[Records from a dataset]
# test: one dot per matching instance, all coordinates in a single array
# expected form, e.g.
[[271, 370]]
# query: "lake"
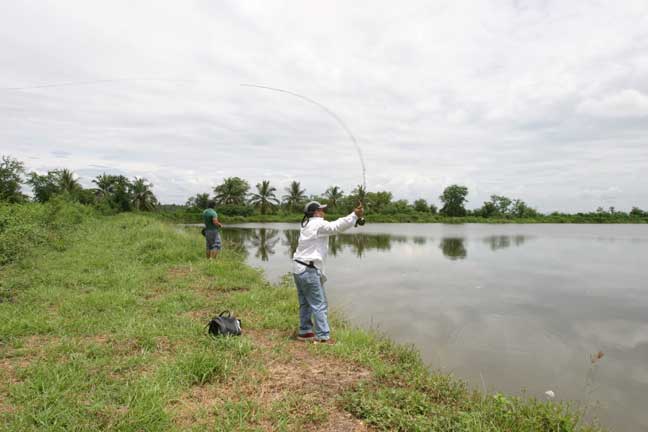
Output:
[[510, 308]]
...
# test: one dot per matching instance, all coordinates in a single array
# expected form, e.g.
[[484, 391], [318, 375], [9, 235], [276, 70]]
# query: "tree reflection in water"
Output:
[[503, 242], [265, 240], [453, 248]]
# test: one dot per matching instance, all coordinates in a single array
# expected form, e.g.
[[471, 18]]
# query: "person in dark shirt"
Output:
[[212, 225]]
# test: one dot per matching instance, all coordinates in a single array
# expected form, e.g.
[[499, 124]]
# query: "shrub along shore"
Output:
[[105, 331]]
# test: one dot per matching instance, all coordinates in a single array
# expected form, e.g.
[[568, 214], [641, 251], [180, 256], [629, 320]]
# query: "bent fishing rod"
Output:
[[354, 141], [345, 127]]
---
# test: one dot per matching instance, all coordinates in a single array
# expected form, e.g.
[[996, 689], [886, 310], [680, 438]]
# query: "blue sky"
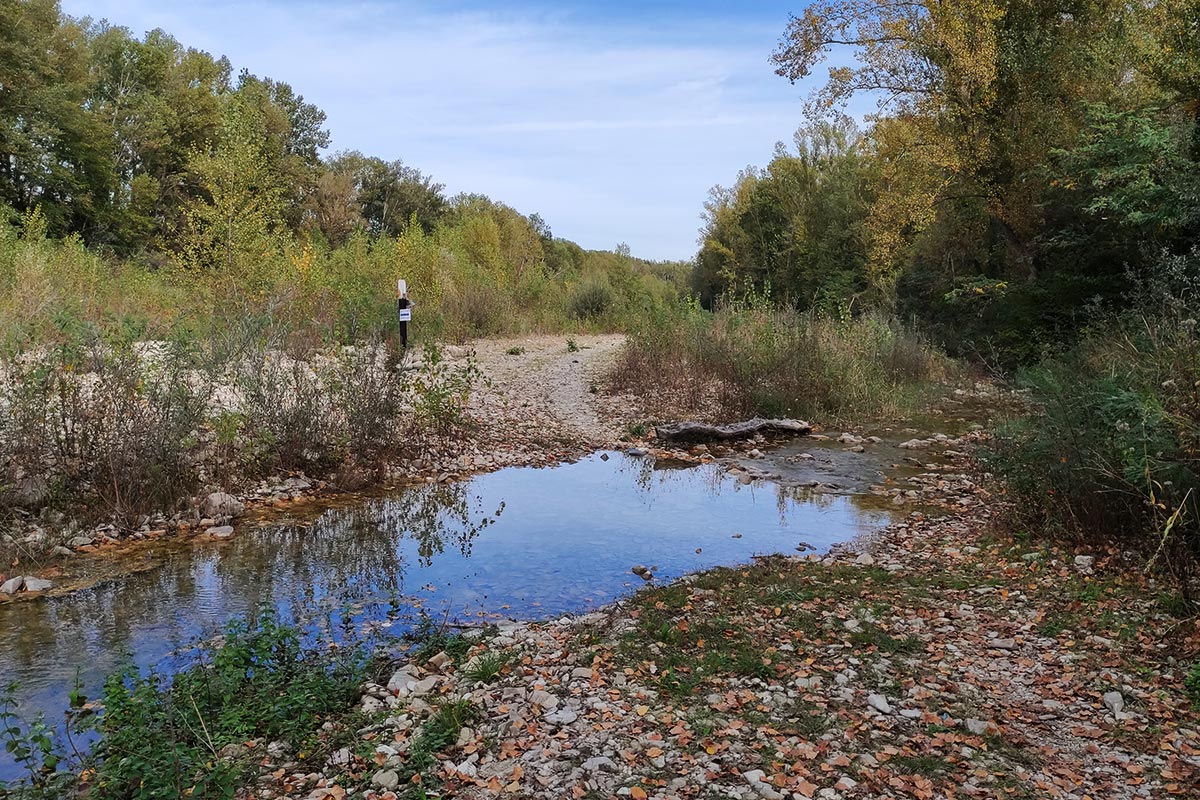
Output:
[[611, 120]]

Task directions: Show each line above that contains the word "query". Letter case matters.

Problem solution:
# query: "lake"
# query: "tree reflection in water"
# query: "person in dark shirt"
# query: "shrub along shore"
# query: "bent fishing rod"
# query: "blue sky"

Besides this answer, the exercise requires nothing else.